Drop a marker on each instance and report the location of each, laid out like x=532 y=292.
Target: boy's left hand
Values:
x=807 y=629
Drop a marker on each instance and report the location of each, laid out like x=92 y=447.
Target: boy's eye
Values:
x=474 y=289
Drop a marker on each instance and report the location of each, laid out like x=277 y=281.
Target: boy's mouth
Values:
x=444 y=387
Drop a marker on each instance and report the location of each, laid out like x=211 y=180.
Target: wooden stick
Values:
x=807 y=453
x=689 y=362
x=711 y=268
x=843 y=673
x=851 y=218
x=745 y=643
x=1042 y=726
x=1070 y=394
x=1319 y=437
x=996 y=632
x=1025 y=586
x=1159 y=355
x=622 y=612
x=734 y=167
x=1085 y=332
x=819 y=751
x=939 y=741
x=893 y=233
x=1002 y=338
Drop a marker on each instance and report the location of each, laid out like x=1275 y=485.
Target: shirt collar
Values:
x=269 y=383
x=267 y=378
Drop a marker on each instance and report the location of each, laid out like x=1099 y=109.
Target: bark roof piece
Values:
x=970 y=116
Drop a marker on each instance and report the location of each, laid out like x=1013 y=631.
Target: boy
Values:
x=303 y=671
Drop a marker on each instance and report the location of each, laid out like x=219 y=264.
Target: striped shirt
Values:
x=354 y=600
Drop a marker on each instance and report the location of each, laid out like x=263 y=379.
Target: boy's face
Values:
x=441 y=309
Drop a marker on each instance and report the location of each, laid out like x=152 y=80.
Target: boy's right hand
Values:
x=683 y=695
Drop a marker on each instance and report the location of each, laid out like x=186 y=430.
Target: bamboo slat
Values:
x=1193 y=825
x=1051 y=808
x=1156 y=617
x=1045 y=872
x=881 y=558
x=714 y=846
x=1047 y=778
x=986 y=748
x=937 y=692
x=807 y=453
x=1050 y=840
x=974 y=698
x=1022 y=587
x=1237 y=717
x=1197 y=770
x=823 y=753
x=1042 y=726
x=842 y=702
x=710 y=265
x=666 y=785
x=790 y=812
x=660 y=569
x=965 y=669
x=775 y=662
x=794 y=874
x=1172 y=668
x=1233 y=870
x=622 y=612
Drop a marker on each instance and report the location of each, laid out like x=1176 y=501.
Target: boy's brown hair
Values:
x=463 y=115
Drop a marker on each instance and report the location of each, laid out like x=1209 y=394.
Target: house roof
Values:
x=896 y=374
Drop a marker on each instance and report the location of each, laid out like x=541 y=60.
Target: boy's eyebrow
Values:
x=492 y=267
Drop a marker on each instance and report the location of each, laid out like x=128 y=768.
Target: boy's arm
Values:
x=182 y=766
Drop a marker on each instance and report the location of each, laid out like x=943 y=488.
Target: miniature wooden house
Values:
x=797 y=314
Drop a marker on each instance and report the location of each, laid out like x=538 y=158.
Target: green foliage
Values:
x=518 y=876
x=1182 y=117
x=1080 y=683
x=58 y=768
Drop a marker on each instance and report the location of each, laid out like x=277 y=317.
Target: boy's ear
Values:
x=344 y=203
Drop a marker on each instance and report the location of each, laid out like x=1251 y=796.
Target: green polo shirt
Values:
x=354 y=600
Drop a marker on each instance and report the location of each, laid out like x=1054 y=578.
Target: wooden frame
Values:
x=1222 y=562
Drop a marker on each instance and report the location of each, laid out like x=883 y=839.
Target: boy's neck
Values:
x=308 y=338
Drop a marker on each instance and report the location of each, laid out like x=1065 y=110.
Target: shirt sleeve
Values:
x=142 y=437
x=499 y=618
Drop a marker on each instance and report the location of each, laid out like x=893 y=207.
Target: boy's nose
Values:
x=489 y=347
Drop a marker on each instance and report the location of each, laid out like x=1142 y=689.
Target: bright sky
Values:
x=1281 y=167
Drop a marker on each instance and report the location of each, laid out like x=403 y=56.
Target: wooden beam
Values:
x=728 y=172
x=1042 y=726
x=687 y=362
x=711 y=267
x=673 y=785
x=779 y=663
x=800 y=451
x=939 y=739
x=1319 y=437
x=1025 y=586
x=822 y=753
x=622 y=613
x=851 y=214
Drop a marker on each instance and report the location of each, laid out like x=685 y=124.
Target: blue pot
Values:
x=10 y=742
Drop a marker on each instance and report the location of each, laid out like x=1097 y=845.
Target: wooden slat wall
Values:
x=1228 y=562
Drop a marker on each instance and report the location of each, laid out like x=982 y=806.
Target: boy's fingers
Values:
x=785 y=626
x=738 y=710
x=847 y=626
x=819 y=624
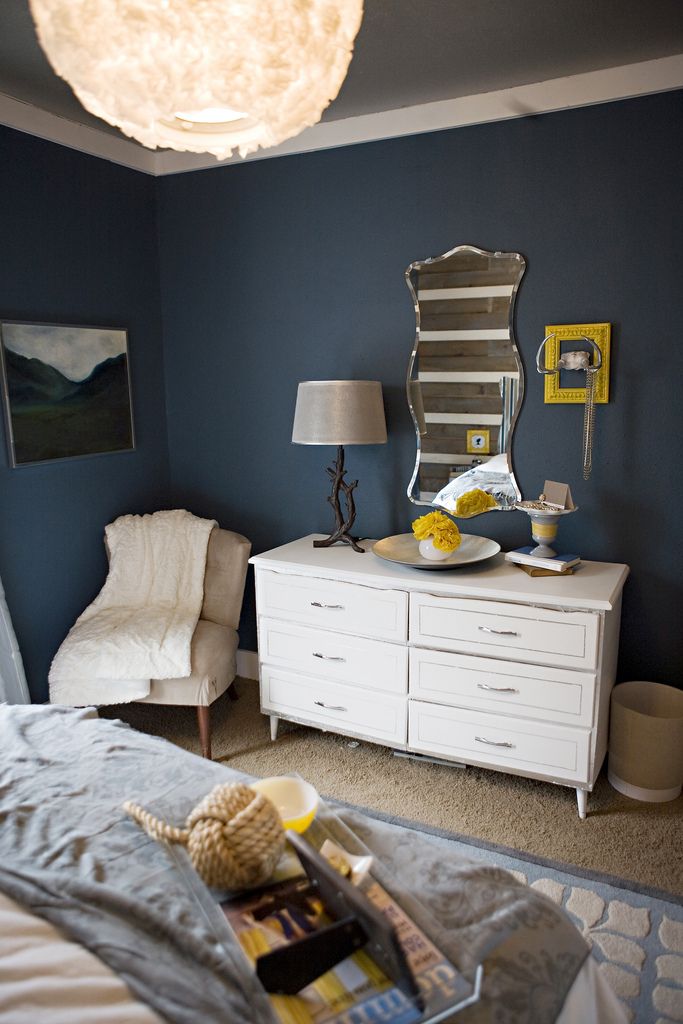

┄┄┄┄┄┄┄┄┄┄

_THE PROBLEM_. Please copy out all of the records above word for word, leaving out the pictures.

_WORKED ANSWER_.
Drop a marker on each instance and report the location of each, laid out like x=532 y=292.
Target: boy's left hand
Values:
x=807 y=629
Drop a marker on each instance and report the location of each, laid out like x=92 y=447.
Target: boy's eye
Values:
x=474 y=289
Drop a marker on each instance and report the location of each, laid out like x=277 y=281.
Target: boy's mouth
Values:
x=444 y=387
Drop a marker on each instance and report the location of each, laid out like x=211 y=180.
Target: wooden stick
Values:
x=807 y=453
x=689 y=362
x=711 y=268
x=843 y=673
x=851 y=218
x=745 y=643
x=1042 y=726
x=1070 y=394
x=1319 y=437
x=996 y=632
x=1025 y=586
x=1159 y=355
x=622 y=612
x=734 y=167
x=1085 y=332
x=819 y=751
x=939 y=741
x=893 y=233
x=1002 y=338
Drop a marker on each instance and report the location of each, laid out like x=1275 y=485.
Target: shirt collar
Values:
x=269 y=383
x=267 y=378
Drop a marker on each instance and report the location of each, laid out like x=1099 y=109.
Target: bark roof piece
Values:
x=970 y=116
Drop a marker on each instance and report the location of each, laid out like x=1013 y=631.
Target: boy
Values:
x=303 y=671
Drop a marker on each instance and report the location of each, laid out like x=219 y=264.
Target: striped shirt
Values:
x=354 y=600
Drop a marker on each instance and report the location of each, laid out like x=263 y=379.
Target: boy's face
Values:
x=441 y=309
Drop a marker on each instance and report the location of each, laid out like x=152 y=80.
Target: boy's right hand
Values:
x=683 y=695
Drop a marker on each instance and report the location of each, laid out like x=186 y=430.
Target: bamboo slat
Values:
x=1193 y=825
x=1051 y=808
x=1156 y=617
x=1045 y=872
x=881 y=558
x=714 y=846
x=1047 y=778
x=986 y=748
x=937 y=692
x=807 y=453
x=1050 y=840
x=974 y=698
x=1022 y=587
x=1237 y=717
x=1197 y=770
x=823 y=753
x=1042 y=726
x=842 y=702
x=710 y=265
x=666 y=785
x=790 y=812
x=660 y=569
x=965 y=669
x=775 y=662
x=794 y=874
x=1172 y=668
x=1233 y=870
x=622 y=612
Drop a marker on each instance and report the location of each, laid out like x=1176 y=501.
Target: boy's brown hair
Values:
x=463 y=115
Drop a marker on each instance and report the location of each, laid out like x=1209 y=394.
Target: house roof
Values:
x=896 y=374
Drop a marker on each instance and report the location of each, laid out like x=541 y=60.
Target: boy's eyebrow
Values:
x=492 y=267
Drop a marker on each instance and report the location of each, laid out like x=128 y=768.
Target: boy's arm
Values:
x=182 y=766
Drop a marker on each instance and report the location of each, laid out like x=943 y=488.
Target: miniature wooden house
Values:
x=797 y=314
Drop a marker on each instance and report the location of each, laid out like x=538 y=158.
Target: green foliage
Values:
x=518 y=876
x=1182 y=117
x=1080 y=683
x=58 y=768
Drop a marker on each instance and report the location of each, laid out like x=277 y=317.
Target: boy's ear
Values:
x=344 y=203
Drop a marker on each instance and report the location of each, laid out like x=1251 y=796.
Target: green polo shirt
Values:
x=354 y=600
Drop a marker on each instance and report the location of each, laid out like x=1054 y=578.
Target: wooden frame
Values:
x=1222 y=562
Drop a marker on each instance and report the location of each, laid out like x=883 y=839.
Target: boy's neck
Values:
x=308 y=338
Drop a marker on each instance and report the location of each, laid out like x=1065 y=110.
Target: shirt sleeve
Values:
x=142 y=437
x=499 y=618
Drop a marker on each instance and report the location of each, laid out like x=893 y=207.
Target: boy's nose
Values:
x=489 y=347
Drop a marker on each instance and report the location of each, laid out like x=1142 y=689.
Target: bright sky
Values:
x=1281 y=167
Drop a marker on each instance and report the location of each, laid out like x=403 y=56.
Target: wooden beam
Values:
x=728 y=172
x=1042 y=726
x=687 y=362
x=711 y=267
x=673 y=785
x=779 y=663
x=800 y=451
x=939 y=739
x=1319 y=437
x=1025 y=586
x=822 y=753
x=622 y=613
x=851 y=214
Drop a marker on each instance and report the location of each, laid out like x=685 y=124.
Target: blue pot
Values:
x=10 y=742
Drop a marker on each instance and report the location of each, laid out like x=1097 y=845.
Target: wooden slat wall
Values:
x=1228 y=562
Drop a marker on each instance and report the location of each, laid out like x=982 y=806.
Target: boy's fingers
Values:
x=785 y=626
x=738 y=710
x=847 y=626
x=819 y=624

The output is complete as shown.